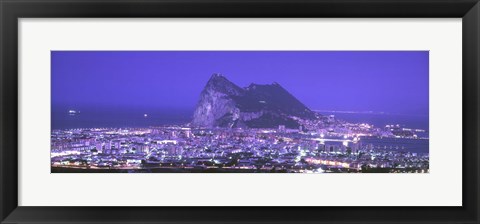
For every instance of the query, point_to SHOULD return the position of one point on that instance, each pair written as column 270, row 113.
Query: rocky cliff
column 224, row 104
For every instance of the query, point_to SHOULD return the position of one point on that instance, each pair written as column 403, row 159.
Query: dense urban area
column 323, row 145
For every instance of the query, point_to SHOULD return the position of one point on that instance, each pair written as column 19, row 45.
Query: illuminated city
column 260, row 128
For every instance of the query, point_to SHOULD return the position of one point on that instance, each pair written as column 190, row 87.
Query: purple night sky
column 381, row 81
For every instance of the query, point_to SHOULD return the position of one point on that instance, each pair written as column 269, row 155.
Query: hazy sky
column 387, row 81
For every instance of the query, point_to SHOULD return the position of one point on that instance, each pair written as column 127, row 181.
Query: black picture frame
column 12, row 10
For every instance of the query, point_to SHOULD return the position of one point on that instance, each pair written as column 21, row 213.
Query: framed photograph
column 239, row 112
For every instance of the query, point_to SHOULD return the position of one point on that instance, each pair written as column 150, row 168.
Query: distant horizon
column 380, row 81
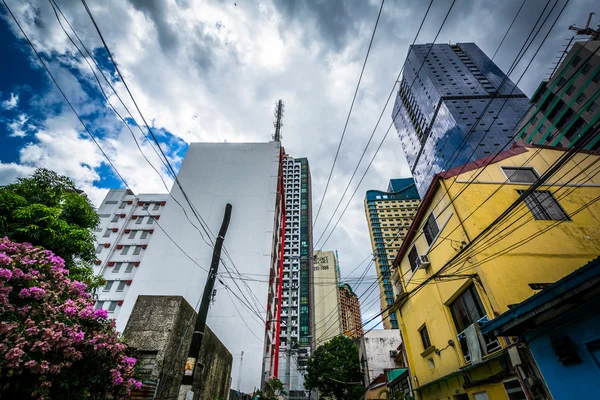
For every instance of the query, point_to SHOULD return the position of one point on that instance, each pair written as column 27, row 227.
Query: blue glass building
column 443, row 91
column 389, row 214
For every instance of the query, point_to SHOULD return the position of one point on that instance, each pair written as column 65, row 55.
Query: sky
column 211, row 71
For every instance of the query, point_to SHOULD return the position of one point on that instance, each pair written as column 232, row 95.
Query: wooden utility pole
column 278, row 124
column 192, row 362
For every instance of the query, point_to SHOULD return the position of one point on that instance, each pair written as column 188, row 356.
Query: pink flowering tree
column 53, row 344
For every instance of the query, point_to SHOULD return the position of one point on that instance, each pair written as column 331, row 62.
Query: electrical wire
column 349, row 112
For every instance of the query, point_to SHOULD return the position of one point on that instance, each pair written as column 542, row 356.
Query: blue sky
column 213, row 70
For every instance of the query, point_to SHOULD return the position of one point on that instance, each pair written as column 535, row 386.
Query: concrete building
column 551, row 233
column 558, row 330
column 566, row 107
column 296, row 335
column 389, row 215
column 250, row 177
column 351, row 317
column 444, row 91
column 127, row 223
column 159, row 329
column 379, row 350
column 327, row 301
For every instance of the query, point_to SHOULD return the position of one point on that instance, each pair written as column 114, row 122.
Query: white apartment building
column 296, row 312
column 127, row 223
column 246, row 175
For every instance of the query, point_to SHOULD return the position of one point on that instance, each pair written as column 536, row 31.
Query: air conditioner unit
column 423, row 262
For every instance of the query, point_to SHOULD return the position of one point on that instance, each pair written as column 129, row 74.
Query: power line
column 374, row 130
column 388, row 130
column 349, row 112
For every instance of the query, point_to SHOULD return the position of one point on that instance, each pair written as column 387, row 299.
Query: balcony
column 475, row 345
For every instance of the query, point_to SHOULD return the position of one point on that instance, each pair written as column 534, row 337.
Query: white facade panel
column 212, row 175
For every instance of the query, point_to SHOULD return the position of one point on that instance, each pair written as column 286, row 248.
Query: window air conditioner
column 423, row 262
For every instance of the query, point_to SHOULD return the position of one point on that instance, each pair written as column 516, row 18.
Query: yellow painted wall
column 500, row 281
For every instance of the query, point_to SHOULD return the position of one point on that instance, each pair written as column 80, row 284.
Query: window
column 430, row 229
column 514, row 390
column 586, row 68
column 413, row 255
column 467, row 309
column 520, row 175
column 544, row 206
column 129, row 268
column 425, row 337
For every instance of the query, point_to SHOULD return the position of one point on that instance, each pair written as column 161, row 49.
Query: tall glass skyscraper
column 443, row 91
column 389, row 214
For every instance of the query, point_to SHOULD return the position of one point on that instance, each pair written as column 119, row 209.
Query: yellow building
column 389, row 215
column 451, row 278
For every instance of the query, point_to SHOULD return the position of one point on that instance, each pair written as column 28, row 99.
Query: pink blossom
column 13, row 356
column 129, row 361
column 116, row 376
column 136, row 384
column 70, row 311
column 6, row 274
column 37, row 293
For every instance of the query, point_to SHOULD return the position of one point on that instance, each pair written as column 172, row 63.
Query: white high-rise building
column 296, row 312
column 248, row 176
column 127, row 223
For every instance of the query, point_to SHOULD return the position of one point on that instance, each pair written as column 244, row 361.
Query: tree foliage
column 53, row 344
column 47, row 210
column 334, row 369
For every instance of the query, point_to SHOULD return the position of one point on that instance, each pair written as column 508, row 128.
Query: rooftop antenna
column 278, row 117
column 594, row 33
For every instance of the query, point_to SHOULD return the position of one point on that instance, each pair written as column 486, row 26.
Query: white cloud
column 11, row 103
column 212, row 71
column 17, row 127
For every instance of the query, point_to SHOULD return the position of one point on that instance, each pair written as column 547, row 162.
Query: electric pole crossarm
column 191, row 363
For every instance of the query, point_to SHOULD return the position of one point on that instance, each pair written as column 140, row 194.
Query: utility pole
column 278, row 117
column 192, row 362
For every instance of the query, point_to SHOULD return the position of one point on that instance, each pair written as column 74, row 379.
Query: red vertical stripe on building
column 280, row 281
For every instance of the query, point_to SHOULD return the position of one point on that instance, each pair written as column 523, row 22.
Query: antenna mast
column 278, row 117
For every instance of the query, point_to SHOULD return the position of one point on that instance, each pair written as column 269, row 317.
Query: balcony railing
column 475, row 344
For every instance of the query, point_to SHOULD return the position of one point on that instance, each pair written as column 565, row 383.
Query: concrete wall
column 212, row 175
column 576, row 381
column 164, row 324
column 375, row 349
column 328, row 322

————

** EXERCISE BRIEF **
Everything in the records above is to be copied exactly, except the pictures.

** RESULT FOR THIS TASK **
For every instance of the query, point_to SHOULD return the position of one point on that instance, each pair written as column 270, row 113.
Query: rocky cliff
column 224, row 104
For every instance of the query, point_to SHOULD return the position of one point on that instance, each pair written as column 403, row 159.
Query: dense urban area
column 323, row 145
For every instance of the query, point_to SHOULD return the position of one point on that instance, each pair written as column 19, row 45.
Query: illuminated city
column 260, row 128
For every instance of the query, point_to SHOULD return the position of one point on that instance, each pair written as column 190, row 87.
Query: purple night sky
column 381, row 81
For every instance of the query, point_to SHOULD return the position of one point on that instance, each pair written as column 269, row 155.
Query: hazy sky
column 387, row 81
For every instance of the query, point_to SHOULD return the position of one point on that instance, each pair written as column 127, row 181.
Query: black picture frame
column 12, row 10
For every instance of the query, point_to SHOULD return the position of one point on that instance, each pair written as column 21, row 213.
Query: framed photograph
column 239, row 112
For every instance of the query, point_to SHOULD return the position of one point on that instance, each pair written as column 150, row 168.
Query: distant horizon
column 380, row 81
For every instance of the query, point_to SHOULD return the position of one point on that instance, each pair written as column 27, row 227.
Query: blue glass building
column 443, row 91
column 389, row 214
For every instance of the query, point_to SHOULD return the position of one point on that instance, each pair written as column 65, row 55.
Query: sky
column 211, row 71
For every instance of the query, point_to SHOULD return the position of one point on that instance, each pair written as column 232, row 95.
Query: wooden utility pole
column 278, row 124
column 192, row 362
For every instance of the query, point_to SHOULD return the position of one point on that instance, each pair written as column 188, row 356.
Query: pink flowering tree
column 53, row 344
For every instance of the query, point_to SHOULD return the position of one point on that instance, each pair written as column 331, row 62.
Query: electrical wire
column 349, row 112
For every instance of the query, point_to SHOULD return the position of one point on that instance, each pair written as column 542, row 356.
Query: blue sky
column 213, row 70
For every instance of the query, point_to SHOULD return the position of one point on that instance, each pair written as column 535, row 386.
Query: concrete building
column 551, row 233
column 558, row 330
column 566, row 107
column 296, row 335
column 389, row 215
column 250, row 177
column 351, row 317
column 444, row 91
column 127, row 223
column 159, row 329
column 379, row 350
column 327, row 301
For every instance of the query, point_to SHOULD return the position of one point on that instance, each pair written as column 114, row 122.
Query: white apartment building
column 296, row 312
column 127, row 223
column 246, row 175
For every instance of the query, point_to SHOULD return the position of one point on that instance, each pair written as column 536, row 31.
Query: air conditioner unit
column 423, row 262
For every instance of the query, point_to SHOULD return the position of one point on that instance, each pair written as column 129, row 74.
Query: power line
column 374, row 130
column 388, row 130
column 349, row 112
For every instance of the query, point_to SHOULD return the position of one point on that instance, each pair written as column 387, row 299.
Query: balcony
column 475, row 345
For every instance of the query, point_to SHOULD return the position of one point on that instance, each pair written as column 534, row 337.
Query: white facade panel
column 212, row 175
For every instance of the query, point_to SHOULD return the position of one point on that instance, each pair written as column 286, row 248.
Query: window air conditioner
column 423, row 262
For every instance of the query, point_to SHOULD return the position of one point on that instance, each pair written as column 516, row 18.
Query: yellow painted wall
column 500, row 281
For every instance of the query, point_to SHOULD return the position of one point on that instance, each pair written as column 80, row 284.
Query: window
column 430, row 229
column 514, row 390
column 586, row 68
column 413, row 255
column 467, row 309
column 520, row 175
column 544, row 206
column 129, row 268
column 425, row 337
For every instance of the query, point_to SHOULD return the position of one point on that instance, each pair written as column 161, row 49.
Query: tall glass skyscraper
column 443, row 91
column 389, row 214
For every instance of the query, point_to SHOULD return the position of one point on that instance, each pair written as column 119, row 209.
Query: yellow building
column 389, row 215
column 451, row 278
For every instance of the query, point_to SHOULD return the position of one point on that instance, each pair written as column 28, row 99.
Query: pink blossom
column 13, row 356
column 129, row 361
column 116, row 376
column 136, row 384
column 70, row 311
column 6, row 274
column 37, row 293
For every instance of the query, point_to SHOULD return the position of one point on that instance, each pair written as column 172, row 63.
Query: white high-rise building
column 296, row 312
column 248, row 176
column 127, row 223
For every instance of the query, point_to SHOULD return the position of one point on that instance, each pair written as column 244, row 361.
Query: tree foliage
column 53, row 344
column 47, row 210
column 334, row 369
For every instance of the query, point_to SHOULD return the position of one point on that instance, each pair written as column 508, row 128.
Query: rooftop antenna
column 278, row 117
column 594, row 33
For every instance of the query, point_to SHOULD return the position of one point on that instance, each pair written as column 486, row 26.
Query: white cloud
column 11, row 103
column 212, row 71
column 17, row 127
For every instance of the query, point_to SHOULD return the position of one point on that instance, each pair written as column 547, row 162.
Query: electric pole crossarm
column 191, row 363
For every instance of the query, point_to SHOULD return the position of one point on that instance, each pair written as column 140, row 194.
Query: utility pole
column 278, row 117
column 192, row 362
For every instance of the query, point_to SHOULD return the position of one point on that instance, each pair written as column 74, row 379.
Query: red vertical stripe on building
column 280, row 281
For every instance of the query, point_to SHOULD return the position of one point on that instance, each pair written as column 523, row 22.
Query: antenna mast
column 278, row 117
For every instance of the query, point_to SHOULD return the position of one point on that instance, each pair written as column 269, row 317.
Query: balcony railing
column 475, row 344
For every instance of the query, point_to SHOULD return the position of one point on that instance, each pair written as column 565, row 383.
Query: concrete wall
column 212, row 175
column 576, row 381
column 164, row 324
column 375, row 349
column 328, row 322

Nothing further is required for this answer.